PAGE EXTRACT>
- - -
This month I’ve decided to become a Myth Buster. There are many myths and misconceptions about mental illness and substance use and abuse which continue to abound even in our “enlightened” society. Some myths are so stubborn that they reappear even after the facts have been present for years. People just want to believe.


MYTH: You can’t be an alcoholic if you just drink beer!

FACT: Alcoholism, like any addiction, is not based on what you use but on what happens when you use. Addiction results such as job loss, family and relationship problems, and financial problems are the indicators of addiction problems rather than what you use.

MYTH: People with depression just need to “buck up” and pull themselves out of it.

FACT: This myth has many variations: “All that kid needs is a good swat on his back side”, “He just wants attention”, “She’s just shy”. Mental illness is an illness. It comes from a biological base which can not be willed away. This is not to excuse bad behavior or personal actions for which people need to be held accountable. It is to say that we need to distinguish the difference through awareness. Unless you have experienced the utter energy drain of depression or the opposite uncontrollable energy flow of mania or the panic an anxiety attack brings, it is hard to totally understand mental illness.
- - -
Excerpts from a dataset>

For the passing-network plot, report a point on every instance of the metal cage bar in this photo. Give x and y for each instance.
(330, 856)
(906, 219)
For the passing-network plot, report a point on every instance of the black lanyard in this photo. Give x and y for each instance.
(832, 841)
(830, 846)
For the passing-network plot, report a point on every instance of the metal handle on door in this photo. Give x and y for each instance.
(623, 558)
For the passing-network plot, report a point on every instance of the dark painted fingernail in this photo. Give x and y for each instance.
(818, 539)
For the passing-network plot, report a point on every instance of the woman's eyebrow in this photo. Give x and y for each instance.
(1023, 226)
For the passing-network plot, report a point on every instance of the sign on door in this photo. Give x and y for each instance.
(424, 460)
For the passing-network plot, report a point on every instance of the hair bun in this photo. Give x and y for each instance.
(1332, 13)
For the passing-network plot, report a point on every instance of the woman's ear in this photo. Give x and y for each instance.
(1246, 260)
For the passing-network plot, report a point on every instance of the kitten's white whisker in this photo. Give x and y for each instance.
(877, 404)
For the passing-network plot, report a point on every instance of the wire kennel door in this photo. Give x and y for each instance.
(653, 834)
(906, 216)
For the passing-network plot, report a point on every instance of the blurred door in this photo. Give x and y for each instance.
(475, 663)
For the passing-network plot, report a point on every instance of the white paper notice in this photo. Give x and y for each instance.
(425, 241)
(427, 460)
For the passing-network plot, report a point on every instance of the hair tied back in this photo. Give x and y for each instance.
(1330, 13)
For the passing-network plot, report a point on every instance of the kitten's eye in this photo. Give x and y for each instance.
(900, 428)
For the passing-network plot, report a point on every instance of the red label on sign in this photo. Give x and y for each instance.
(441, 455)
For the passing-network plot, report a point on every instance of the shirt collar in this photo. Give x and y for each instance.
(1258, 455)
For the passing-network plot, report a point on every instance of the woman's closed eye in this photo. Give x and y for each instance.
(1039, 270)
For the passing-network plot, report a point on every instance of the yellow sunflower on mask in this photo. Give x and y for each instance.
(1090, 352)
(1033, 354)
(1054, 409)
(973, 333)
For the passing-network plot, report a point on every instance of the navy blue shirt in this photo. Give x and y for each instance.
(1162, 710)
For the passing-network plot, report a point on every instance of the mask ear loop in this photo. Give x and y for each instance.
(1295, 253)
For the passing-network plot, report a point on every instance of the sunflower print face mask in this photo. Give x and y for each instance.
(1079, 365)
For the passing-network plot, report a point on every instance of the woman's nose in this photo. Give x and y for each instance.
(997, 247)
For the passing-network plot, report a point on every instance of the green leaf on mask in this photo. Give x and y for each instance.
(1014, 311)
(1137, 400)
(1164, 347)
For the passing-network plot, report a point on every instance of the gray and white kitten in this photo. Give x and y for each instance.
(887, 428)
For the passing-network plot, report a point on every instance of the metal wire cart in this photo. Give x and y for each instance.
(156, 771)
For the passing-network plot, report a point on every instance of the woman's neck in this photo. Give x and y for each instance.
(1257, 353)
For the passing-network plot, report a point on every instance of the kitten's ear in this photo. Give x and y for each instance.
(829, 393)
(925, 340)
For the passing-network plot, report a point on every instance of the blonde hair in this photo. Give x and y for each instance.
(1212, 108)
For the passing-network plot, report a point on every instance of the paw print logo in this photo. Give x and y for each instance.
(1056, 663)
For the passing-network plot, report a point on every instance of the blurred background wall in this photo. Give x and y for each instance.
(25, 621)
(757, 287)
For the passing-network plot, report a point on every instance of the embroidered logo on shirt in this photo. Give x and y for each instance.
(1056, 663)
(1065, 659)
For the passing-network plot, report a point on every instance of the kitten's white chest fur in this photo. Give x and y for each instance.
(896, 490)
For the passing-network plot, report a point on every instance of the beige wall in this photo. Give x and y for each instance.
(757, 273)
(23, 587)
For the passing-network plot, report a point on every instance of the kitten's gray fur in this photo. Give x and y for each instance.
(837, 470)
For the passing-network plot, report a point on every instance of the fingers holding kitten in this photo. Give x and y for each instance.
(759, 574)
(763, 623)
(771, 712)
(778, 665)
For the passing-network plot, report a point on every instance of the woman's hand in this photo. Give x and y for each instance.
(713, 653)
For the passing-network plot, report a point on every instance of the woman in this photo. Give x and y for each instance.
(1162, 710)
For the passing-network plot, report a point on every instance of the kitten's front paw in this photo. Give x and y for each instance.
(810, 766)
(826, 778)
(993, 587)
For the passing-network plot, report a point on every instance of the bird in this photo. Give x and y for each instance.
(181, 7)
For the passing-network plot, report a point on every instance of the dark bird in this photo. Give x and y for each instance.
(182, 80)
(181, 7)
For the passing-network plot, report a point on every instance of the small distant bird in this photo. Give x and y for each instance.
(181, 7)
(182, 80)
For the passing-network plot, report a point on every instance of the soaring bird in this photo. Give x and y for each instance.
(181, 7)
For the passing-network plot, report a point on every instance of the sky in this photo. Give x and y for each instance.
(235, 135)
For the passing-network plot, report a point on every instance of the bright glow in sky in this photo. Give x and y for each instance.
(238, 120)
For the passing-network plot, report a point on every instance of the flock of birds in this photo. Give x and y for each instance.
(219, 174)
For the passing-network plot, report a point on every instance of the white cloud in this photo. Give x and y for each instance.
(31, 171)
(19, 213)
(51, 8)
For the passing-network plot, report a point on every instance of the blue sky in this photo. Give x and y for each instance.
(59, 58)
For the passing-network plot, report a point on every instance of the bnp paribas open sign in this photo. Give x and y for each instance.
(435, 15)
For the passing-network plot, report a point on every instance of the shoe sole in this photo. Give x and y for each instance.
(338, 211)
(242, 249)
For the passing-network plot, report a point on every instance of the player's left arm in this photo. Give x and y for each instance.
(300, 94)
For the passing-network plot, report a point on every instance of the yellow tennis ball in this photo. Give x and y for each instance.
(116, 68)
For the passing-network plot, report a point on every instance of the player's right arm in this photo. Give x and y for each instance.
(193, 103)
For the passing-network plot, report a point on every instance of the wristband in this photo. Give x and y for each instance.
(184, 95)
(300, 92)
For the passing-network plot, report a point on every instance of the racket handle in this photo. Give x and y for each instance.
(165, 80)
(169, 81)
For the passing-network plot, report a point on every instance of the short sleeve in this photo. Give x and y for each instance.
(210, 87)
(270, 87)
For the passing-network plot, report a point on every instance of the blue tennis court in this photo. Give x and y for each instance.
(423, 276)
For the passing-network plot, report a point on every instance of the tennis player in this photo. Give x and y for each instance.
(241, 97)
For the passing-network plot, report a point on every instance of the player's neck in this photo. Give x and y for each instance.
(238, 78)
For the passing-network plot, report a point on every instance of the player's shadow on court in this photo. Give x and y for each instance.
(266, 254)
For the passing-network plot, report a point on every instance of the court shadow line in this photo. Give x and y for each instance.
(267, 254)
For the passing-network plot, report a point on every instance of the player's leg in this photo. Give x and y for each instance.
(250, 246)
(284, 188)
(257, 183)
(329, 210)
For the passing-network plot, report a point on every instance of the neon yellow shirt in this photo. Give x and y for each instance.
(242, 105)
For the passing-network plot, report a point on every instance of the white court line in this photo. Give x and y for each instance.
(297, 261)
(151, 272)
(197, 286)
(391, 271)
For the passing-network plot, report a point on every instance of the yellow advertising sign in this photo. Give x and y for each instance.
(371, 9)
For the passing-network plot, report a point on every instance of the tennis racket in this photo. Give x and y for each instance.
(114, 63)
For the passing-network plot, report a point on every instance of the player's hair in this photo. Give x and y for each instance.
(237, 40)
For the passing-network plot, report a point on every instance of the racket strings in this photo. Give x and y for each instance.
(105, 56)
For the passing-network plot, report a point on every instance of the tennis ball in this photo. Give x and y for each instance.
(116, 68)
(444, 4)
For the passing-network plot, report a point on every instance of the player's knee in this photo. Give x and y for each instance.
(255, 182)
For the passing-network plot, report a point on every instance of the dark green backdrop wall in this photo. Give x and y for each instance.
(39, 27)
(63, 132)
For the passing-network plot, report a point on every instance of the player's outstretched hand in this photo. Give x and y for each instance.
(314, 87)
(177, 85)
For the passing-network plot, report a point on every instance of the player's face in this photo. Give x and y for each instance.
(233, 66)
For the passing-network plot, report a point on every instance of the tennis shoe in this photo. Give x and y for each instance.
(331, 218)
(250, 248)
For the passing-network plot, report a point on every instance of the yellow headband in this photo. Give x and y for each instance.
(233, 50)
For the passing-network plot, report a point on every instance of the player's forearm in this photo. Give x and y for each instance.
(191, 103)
- - -
EXERCISES>
1 - Which addiction results does the passage on mental illness and substance use myths name as indicators of addiction problems? List them.
2 - In the passage on mental illness and substance use myths, what is alcoholism said to be based on?

RESPONSES BY TASK>
1 -
- Job loss
- Family and relationship problems
- Financial problems

2 - Alcoholism is based on what happens when you use, not on what you use.